Start of Supplied passage

The Complete Guide to Regional Chili Styles
The word "chili" means very different things to different people.
Football season and chili go hand in hand. But what kind of chili, exactly? It’s no surprise that a country as diverse as the United States would be home to different kinds of chili. Of course, it usually comes down to: beans or no beans? According to the International Chili Society, created in 1967 to govern the World Championship Chili Cook-Off, a traditional red chili may have any meat (or combination of meats), red chili peppers, and spices. No beans are allowed. In a homestyle chili, though, there can be meat (or meats), beans, and other veggies. Those might be their rules, but every region follows their own. Before you grab your pot and turn on the stove, check out this regional chili primer.
You won’t find beans in Texas chili. Chili, here, is short for chile con carne, which is a stew of beef (ground or chuck), chile paste, spices, and tomatoes (optional). The roots of this dish go back to the mid-1800s where women known as the Chili Queens of San Antonio would serve up chili in Military Plaza. There are different variations of Texas chili, like this one made with brisket or this deliciousness made with flank steak and cocoa powder. Just remember, no beans! Don’t mess with Texas chili.
If you order a bowl of Cincinnati chili expecting it to be like chili con carne… you’ll be sorely disappointed. Instead, go into it prepared, and appreciate it for what it is. In his book, The Authentic History of Cincinnati Chili, author Dann Woellert says that Cincinnati chili’s roots go back to 1922. It was then that Tom and John Kiradjieff, brothers from Macedonia, developed their recipe and served it out of a burlesque theater. They opened Empress Chili, and now the dish is served at several chili parlors, like Skyline, in Cincinnati and beyond.

End of Supplied passage

Required action:
Pick up the regional chili guide above from where it stops and keep writing it.

Start of Dataset entries

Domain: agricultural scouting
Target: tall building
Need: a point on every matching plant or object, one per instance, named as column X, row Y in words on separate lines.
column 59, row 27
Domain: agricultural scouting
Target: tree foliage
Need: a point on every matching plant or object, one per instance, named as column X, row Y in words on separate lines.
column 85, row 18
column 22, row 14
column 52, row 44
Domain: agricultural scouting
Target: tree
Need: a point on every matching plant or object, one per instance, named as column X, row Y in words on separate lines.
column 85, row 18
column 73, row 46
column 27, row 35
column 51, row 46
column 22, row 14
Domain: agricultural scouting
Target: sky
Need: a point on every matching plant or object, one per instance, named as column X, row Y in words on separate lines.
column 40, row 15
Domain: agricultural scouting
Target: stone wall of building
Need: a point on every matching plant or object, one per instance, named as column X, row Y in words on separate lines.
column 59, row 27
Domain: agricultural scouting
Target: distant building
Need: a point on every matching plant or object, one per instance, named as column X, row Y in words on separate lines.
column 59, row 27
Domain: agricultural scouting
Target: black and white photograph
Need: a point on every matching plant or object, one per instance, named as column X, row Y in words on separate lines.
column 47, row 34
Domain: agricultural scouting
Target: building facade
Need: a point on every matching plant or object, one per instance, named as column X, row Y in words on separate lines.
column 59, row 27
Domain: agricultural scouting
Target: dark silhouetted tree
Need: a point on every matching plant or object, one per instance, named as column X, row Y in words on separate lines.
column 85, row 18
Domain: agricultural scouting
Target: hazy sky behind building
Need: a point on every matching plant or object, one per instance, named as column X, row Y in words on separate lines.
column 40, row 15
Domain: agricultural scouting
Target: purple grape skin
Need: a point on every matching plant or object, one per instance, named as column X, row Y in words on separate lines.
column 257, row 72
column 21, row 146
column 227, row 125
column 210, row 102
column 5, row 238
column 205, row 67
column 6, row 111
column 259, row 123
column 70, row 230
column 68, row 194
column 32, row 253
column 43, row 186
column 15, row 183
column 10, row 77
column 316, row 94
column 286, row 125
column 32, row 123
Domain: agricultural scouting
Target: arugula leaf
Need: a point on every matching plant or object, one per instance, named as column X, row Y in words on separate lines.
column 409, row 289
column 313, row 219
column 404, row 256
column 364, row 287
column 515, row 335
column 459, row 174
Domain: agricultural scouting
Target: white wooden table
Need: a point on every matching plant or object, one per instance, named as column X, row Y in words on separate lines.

End of Dataset entries

Output:
Cincinnati chili has a sauce-like consistency and is made with ground beef, stock (or water), tomato paste, and a blend of spices that include cinnamon, nutmeg, clove, and cumin. It’s usually served three way: over spaghetti and topped with shredded cheese. Sometimes beans or onions are added, making it a four or five way.
Watch: How to Make Easy Chili
A New Mexican staple, chile verde is aptly named thanks to its green hue. This variation is made by simmering pork with tomatillos and green chili peppers. The tomatillos add a nice tartness, while the green chili peppers add a good dose of heat.
When most of us (outside of Texas and Cincinnati) think of chili, we’re thinking about homestyle chili. The mix of ingredients varies, but you’ll almost definitely find a ground protein (typically beef for carnivores), beans, spices (like chile powder and cayenne), and tomatoes in it. Sometimes you’ll find corn and black beans in it for a Southwestern twist, or sometimes it’ll have pinto and kidney beans. There’s no prescribed way to enjoy homestyle chili, but you can’t go wrong ladling some over a baked potato or eating it directly from the pot.